Goal: Could you convert each of the entries below into a JSON list of strings, with one string per line and blank lines left out?

******************************

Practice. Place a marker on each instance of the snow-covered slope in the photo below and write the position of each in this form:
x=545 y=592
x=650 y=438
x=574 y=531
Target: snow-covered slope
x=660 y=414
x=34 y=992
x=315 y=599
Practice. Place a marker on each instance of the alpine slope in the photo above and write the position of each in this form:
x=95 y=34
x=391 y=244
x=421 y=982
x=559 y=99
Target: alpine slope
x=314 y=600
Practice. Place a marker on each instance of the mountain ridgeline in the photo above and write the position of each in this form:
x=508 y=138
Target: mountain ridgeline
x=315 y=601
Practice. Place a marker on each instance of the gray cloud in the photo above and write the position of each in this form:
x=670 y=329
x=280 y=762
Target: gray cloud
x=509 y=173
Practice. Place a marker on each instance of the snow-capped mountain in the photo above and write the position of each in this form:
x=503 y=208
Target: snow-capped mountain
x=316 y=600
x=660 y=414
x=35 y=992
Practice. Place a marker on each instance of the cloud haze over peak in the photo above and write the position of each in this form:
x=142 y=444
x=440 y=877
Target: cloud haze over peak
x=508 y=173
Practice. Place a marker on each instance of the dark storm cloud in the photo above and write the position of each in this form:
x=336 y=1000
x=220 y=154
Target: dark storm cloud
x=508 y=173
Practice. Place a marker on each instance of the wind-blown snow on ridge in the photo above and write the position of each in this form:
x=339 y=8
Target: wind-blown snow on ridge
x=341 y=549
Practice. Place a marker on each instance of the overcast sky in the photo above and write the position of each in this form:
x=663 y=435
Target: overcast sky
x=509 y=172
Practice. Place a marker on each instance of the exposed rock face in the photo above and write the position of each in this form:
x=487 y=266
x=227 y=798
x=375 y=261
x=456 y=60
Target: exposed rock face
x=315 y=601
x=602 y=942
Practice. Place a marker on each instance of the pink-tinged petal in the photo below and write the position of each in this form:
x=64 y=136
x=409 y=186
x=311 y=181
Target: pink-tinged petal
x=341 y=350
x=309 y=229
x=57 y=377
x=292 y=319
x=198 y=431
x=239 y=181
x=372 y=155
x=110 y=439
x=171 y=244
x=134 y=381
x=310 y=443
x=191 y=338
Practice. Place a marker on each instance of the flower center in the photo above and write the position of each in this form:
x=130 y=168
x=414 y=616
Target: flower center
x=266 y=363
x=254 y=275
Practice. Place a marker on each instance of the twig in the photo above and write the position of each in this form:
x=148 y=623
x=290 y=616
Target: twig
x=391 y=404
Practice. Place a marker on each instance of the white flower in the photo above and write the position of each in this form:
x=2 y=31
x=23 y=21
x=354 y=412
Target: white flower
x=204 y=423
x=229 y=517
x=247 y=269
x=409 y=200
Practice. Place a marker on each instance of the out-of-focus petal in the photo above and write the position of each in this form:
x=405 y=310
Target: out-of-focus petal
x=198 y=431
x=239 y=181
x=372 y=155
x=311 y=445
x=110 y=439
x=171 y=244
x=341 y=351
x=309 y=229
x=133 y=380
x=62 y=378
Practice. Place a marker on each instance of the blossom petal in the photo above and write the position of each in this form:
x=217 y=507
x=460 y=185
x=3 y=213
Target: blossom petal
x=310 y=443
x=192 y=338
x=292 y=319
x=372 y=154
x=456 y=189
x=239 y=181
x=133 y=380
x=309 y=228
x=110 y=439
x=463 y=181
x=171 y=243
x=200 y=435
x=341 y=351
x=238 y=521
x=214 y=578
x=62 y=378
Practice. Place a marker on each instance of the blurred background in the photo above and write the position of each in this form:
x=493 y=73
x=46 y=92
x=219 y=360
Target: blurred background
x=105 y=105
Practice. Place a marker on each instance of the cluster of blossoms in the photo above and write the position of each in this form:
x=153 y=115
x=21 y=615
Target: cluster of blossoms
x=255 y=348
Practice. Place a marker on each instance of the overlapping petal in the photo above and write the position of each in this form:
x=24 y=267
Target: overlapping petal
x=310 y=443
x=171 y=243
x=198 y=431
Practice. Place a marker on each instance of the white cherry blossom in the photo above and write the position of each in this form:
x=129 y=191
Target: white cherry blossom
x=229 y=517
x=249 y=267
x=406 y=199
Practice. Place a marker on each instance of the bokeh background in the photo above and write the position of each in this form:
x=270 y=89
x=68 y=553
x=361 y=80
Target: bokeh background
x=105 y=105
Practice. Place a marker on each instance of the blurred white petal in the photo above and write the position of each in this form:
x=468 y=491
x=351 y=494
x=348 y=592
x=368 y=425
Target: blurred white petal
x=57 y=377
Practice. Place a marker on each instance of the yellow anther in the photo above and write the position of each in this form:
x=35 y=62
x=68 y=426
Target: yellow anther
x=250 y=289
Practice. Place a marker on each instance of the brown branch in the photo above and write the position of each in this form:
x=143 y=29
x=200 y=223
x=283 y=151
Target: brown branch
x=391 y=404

******************************

Correct output:
[
  "Practice. Place a marker on each instance of the snow-covered slope in the photo below and write the position of each in this form:",
  "x=545 y=592",
  "x=650 y=438",
  "x=574 y=531",
  "Target: snow-covered slope",
  "x=660 y=414",
  "x=34 y=992",
  "x=315 y=599",
  "Practice. Place a marker on each instance of the alpine slope in the photo above and write the position of each in this form:",
  "x=95 y=34",
  "x=391 y=244",
  "x=421 y=982",
  "x=559 y=99",
  "Target: alpine slope",
  "x=314 y=600",
  "Practice. Place a marker on each instance of the mountain ridgeline in the photo above and write the position of each in this form:",
  "x=508 y=138",
  "Target: mountain ridgeline",
  "x=315 y=601",
  "Practice. Place a marker on each instance of the gray cloud in the photo above and write the position of each in this form:",
  "x=670 y=329",
  "x=280 y=762",
  "Target: gray cloud",
  "x=509 y=173",
  "Practice. Place a marker on each instance of the snow-capped mountain in the photo above and write the position of each in this form:",
  "x=503 y=208",
  "Target: snow-capped mountain",
  "x=316 y=600",
  "x=660 y=414",
  "x=35 y=992",
  "Practice. Place a marker on each instance of the cloud haze over peak in the photo above and write the position of each in this form:",
  "x=142 y=444",
  "x=440 y=877",
  "Target: cloud haze over peak",
  "x=508 y=173",
  "Practice. Place a marker on each instance of the dark storm cloud in the photo above and write the position of each in this form:",
  "x=336 y=1000",
  "x=220 y=154",
  "Target: dark storm cloud",
  "x=508 y=173",
  "Practice. Place a marker on each instance of the wind-blown snow on ridge in the photo above and write the position of each in this form:",
  "x=339 y=8",
  "Target: wind-blown snow on ridge",
  "x=341 y=549",
  "Practice. Place a marker on each instance of the overcast sky in the photo above and write the position of each in this form:",
  "x=663 y=435",
  "Target: overcast sky",
  "x=509 y=172",
  "Practice. Place a marker on each instance of the exposed rock face in the photo above and write the position of each in this form:",
  "x=487 y=266",
  "x=227 y=798",
  "x=375 y=261",
  "x=456 y=60",
  "Target: exposed rock face",
  "x=315 y=601",
  "x=602 y=942",
  "Practice. Place a marker on each instance of the pink-tinged petal in the photo below and write the position of each in this form:",
  "x=64 y=136",
  "x=409 y=186",
  "x=311 y=181",
  "Target: pink-tinged petal",
  "x=341 y=350",
  "x=309 y=229",
  "x=57 y=377",
  "x=292 y=319",
  "x=198 y=431",
  "x=239 y=181",
  "x=372 y=155",
  "x=110 y=439",
  "x=171 y=244",
  "x=134 y=381",
  "x=310 y=443",
  "x=191 y=338",
  "Practice. Place a marker on each instance of the flower center in the photo above and write the position of each in this form:",
  "x=130 y=168",
  "x=414 y=616",
  "Target: flower center",
  "x=266 y=363",
  "x=254 y=275",
  "Practice. Place a marker on each instance of the twig in the photo above and write the position of each in this form:",
  "x=148 y=623",
  "x=290 y=616",
  "Target: twig",
  "x=391 y=404",
  "Practice. Place a marker on each instance of the white flower in the photo above and write the position of each in this form:",
  "x=2 y=31",
  "x=23 y=21",
  "x=354 y=412",
  "Target: white flower",
  "x=204 y=423",
  "x=229 y=517",
  "x=247 y=269",
  "x=409 y=200",
  "Practice. Place a marker on each instance of the out-of-focus petal in the photo above and write the position of each in this form:",
  "x=405 y=310",
  "Target: out-of-focus petal",
  "x=198 y=431",
  "x=239 y=181",
  "x=372 y=155",
  "x=311 y=445",
  "x=110 y=439",
  "x=171 y=244",
  "x=341 y=351",
  "x=309 y=229",
  "x=133 y=380",
  "x=62 y=378",
  "Practice. Place a marker on each instance of the blossom petal in the photo above and write the position of each in this form:",
  "x=217 y=507",
  "x=460 y=185",
  "x=3 y=213",
  "Target: blossom petal",
  "x=310 y=443",
  "x=192 y=338",
  "x=292 y=319",
  "x=372 y=154",
  "x=456 y=189",
  "x=239 y=181",
  "x=133 y=380",
  "x=309 y=228",
  "x=110 y=439",
  "x=463 y=181",
  "x=171 y=243",
  "x=200 y=435",
  "x=341 y=351",
  "x=238 y=521",
  "x=214 y=578",
  "x=62 y=378",
  "Practice. Place a marker on each instance of the blurred background in the photo above and write the position of each in this form:",
  "x=493 y=73",
  "x=46 y=92",
  "x=219 y=360",
  "Target: blurred background",
  "x=105 y=105",
  "Practice. Place a marker on each instance of the cluster of blossoms in the photo above and write the position of each in this form:",
  "x=153 y=115",
  "x=21 y=615",
  "Target: cluster of blossoms",
  "x=255 y=348",
  "Practice. Place a marker on each instance of the overlapping petal in the photo above and write the position of each in this form:",
  "x=24 y=267",
  "Target: overlapping petal",
  "x=310 y=443",
  "x=171 y=243",
  "x=198 y=431",
  "Practice. Place a marker on each instance of the white cherry blossom in the photo above and write the position of each in this form:",
  "x=129 y=191",
  "Target: white cherry blossom",
  "x=229 y=517",
  "x=249 y=267",
  "x=406 y=199",
  "Practice. Place a marker on each instance of the bokeh background in the photo above and write the position of each in this form:",
  "x=270 y=89",
  "x=68 y=553",
  "x=361 y=80",
  "Target: bokeh background",
  "x=105 y=105",
  "Practice. Place a marker on each instance of the blurred white petal in the photo above and write the position of each in this form:",
  "x=468 y=491",
  "x=351 y=494",
  "x=348 y=592",
  "x=368 y=425",
  "Target: blurred white petal",
  "x=57 y=377",
  "Practice. Place a marker on each instance of the yellow anther in the photo above and write the position of each in this form:",
  "x=35 y=62",
  "x=68 y=426",
  "Target: yellow anther",
  "x=250 y=289",
  "Practice. Place a marker on each instance of the brown branch in the photo above and write the position of each in this form:",
  "x=143 y=29",
  "x=200 y=223",
  "x=283 y=151",
  "Target: brown branch",
  "x=391 y=404"
]